Seçilen Metin
Pazartesi

Hangi dosyayı açsak..


(agos, 15 mart 2013)

Gündemin koşturmacası içinde geçtiğimiz hafta iki gelişme üzerinde yeterince durulmamış olabilir. Bunlardan biri MİT’in daha önce TBMM Darbeleri Araştırma Komisyonu’na gönderdiği, komisyon üyelerince bilinen ve geçtiğimiz hafta Malatya Davası duruşmasına gönderilen Seferberlik Tetkik Kurulu ve Özel Harp Dairesi hakkındaki rapor. Diğeri de şu meşhur Kozmik Oda incelemesinden çıkan bilgiler. MİT Raporu ile başlayalım.

Veri Kümesi Kayıtları
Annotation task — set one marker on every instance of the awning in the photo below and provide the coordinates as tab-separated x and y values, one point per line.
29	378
* * *
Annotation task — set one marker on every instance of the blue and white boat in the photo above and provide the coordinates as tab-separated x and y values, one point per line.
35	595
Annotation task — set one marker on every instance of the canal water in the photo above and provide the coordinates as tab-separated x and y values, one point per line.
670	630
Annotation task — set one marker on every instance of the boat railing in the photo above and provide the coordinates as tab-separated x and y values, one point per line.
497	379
---
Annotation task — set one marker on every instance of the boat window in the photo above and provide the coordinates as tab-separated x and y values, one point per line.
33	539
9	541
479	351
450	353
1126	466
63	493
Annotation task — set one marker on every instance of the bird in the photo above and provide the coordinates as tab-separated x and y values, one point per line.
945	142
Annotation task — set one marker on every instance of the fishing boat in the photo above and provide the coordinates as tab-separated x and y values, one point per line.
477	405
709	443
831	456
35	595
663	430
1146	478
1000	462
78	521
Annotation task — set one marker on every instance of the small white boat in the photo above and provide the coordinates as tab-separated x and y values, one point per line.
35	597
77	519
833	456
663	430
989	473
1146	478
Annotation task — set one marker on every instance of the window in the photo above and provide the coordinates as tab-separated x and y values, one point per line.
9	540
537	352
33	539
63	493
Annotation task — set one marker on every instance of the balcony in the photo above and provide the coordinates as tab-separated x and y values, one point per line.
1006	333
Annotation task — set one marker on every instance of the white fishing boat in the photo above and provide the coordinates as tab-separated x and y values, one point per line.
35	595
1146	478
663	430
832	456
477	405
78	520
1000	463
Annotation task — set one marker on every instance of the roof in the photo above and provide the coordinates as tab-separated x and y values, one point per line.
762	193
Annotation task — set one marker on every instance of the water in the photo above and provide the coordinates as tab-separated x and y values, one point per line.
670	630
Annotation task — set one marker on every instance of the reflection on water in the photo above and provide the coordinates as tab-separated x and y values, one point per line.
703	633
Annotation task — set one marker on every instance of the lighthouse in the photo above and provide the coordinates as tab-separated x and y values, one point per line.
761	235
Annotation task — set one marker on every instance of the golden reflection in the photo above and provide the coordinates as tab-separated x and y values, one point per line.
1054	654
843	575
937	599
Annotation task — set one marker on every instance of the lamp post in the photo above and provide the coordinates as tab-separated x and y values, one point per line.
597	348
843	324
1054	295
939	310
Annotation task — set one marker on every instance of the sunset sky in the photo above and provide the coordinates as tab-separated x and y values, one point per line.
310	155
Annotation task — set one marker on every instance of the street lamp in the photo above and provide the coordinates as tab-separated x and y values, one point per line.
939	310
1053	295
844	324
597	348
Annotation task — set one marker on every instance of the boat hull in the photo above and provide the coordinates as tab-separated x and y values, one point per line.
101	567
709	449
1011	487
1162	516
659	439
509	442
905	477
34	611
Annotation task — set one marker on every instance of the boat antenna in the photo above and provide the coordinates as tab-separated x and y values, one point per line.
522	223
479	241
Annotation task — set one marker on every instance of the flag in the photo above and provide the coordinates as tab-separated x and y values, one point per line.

Yapılacak Görevler
1: MİT raporuyla ilgili yazıya göre aşağıdaki soruları yanıtlayın.
(a) Yazı hangi yayında ve hangi tarihte çıkmıştır?
(b) MİT, raporu daha önce hangi komisyona göndermiştir?
(c) Geçtiğimiz hafta yeterince üzerinde durulmamış olabilecek ikinci gelişme nedir?
2: MİT raporuyla ilgili yazıyı kaldığı yerden sürdürün.

Çözülmüş Görevler
1:
(a) Agos'ta, 15 Mart 2013'te.
(b) TBMM Darbeleri Araştırma Komisyonu'na.
(c) Kozmik Oda incelemesinden çıkan bilgiler.

2:
Bu rapor aslına bakılırsa MİT'e gelen ihbar mektuplarından oluşuyor. MİT, TBMM Darbeleri Araştırma Komisyonu’nun kendisinden belge istemesi üzerine, bunları hiçbir yorumda bulunmadan –bir anlamda, doğruluğunu garanti etmeden-  göndermiş. Bu rapor geçtiğimiz hafta Malatya 3'üncü Ağır Ceza Mahkemesi'nde görülen Zirve Yayınevi Davası duruşmasına da ulaştı. 290 sayfadan oluşan rapor/mektupların 2007 -2008 yıllarında Özel Kuvvetler Komutanlığı üyelerince gönderildiği anlaşılıyor.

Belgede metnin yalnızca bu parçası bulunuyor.